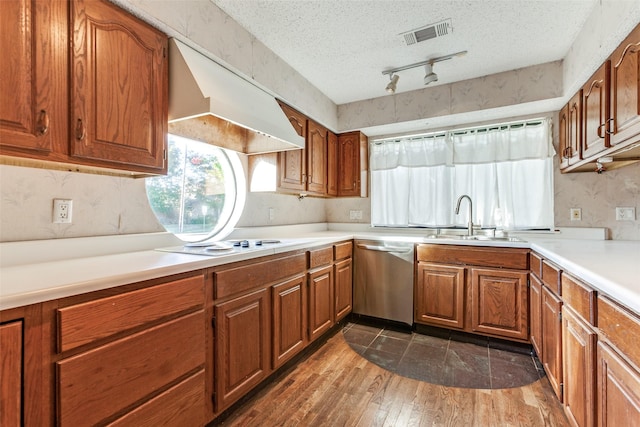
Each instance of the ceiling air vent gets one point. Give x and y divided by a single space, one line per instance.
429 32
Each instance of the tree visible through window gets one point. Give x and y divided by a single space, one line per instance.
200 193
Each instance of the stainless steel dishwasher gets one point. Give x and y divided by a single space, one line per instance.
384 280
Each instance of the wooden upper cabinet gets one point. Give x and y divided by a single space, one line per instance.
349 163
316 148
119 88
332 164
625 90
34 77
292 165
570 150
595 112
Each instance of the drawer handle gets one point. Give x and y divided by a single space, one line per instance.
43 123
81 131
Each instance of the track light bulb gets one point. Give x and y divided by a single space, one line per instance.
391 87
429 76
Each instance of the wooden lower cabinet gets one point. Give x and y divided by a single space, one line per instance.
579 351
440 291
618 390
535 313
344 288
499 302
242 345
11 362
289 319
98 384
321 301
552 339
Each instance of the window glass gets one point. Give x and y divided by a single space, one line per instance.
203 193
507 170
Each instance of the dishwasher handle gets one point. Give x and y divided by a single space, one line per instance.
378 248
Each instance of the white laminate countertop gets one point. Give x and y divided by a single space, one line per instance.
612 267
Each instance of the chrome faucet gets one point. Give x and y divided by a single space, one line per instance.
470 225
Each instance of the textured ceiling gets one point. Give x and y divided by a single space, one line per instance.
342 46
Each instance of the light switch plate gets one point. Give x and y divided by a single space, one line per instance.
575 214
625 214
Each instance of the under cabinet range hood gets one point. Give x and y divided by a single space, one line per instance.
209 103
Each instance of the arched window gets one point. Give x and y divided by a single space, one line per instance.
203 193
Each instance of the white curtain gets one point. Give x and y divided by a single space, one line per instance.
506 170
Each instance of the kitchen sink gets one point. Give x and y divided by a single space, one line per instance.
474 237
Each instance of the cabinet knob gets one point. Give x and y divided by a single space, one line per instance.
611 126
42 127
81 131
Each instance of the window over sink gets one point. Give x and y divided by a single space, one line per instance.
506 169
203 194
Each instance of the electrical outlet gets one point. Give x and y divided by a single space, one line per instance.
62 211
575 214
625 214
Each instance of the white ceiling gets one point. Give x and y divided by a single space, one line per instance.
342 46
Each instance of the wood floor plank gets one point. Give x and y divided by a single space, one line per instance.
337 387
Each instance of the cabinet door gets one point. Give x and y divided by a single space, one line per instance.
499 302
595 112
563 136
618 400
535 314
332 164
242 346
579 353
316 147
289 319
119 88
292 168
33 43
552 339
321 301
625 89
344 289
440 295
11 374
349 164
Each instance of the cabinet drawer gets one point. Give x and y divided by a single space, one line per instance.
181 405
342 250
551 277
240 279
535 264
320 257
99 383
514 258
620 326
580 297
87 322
---
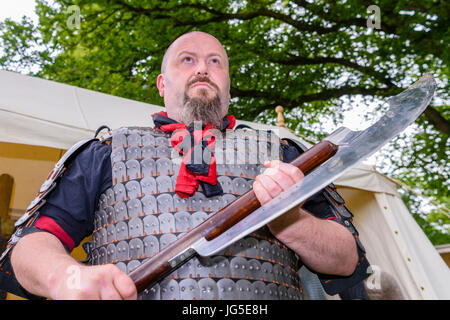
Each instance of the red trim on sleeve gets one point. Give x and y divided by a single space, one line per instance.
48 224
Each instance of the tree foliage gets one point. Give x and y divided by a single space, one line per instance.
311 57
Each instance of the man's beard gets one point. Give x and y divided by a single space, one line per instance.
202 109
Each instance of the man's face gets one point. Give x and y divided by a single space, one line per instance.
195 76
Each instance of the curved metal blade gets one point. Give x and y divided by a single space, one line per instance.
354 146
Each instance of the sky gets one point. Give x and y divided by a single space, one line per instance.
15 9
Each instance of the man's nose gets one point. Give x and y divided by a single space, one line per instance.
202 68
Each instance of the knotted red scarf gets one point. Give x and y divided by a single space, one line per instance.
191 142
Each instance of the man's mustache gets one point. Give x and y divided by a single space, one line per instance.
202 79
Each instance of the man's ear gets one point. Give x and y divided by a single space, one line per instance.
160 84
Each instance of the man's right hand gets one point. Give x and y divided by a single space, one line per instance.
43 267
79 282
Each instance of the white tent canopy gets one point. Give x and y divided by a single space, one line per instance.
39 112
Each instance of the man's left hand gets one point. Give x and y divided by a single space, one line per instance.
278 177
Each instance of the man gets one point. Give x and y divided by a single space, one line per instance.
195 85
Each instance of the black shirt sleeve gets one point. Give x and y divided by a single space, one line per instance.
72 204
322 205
...
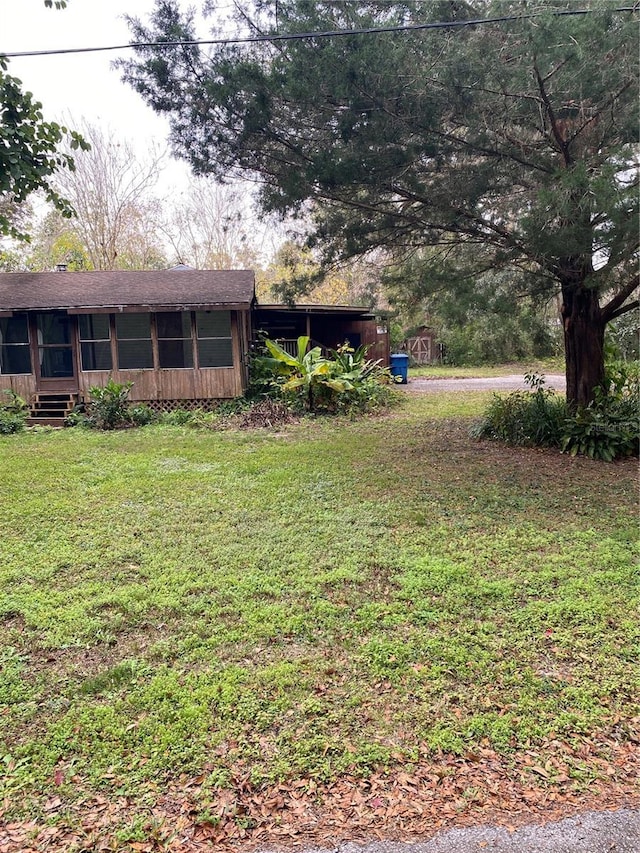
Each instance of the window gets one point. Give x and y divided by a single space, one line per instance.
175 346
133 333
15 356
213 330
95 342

▶ **THE EXERCISE**
State how many of the rows above contain the string "sink", treating uppercase and lowercase as different. Give only the number.

▶ **EXERCISE RESPONSE**
2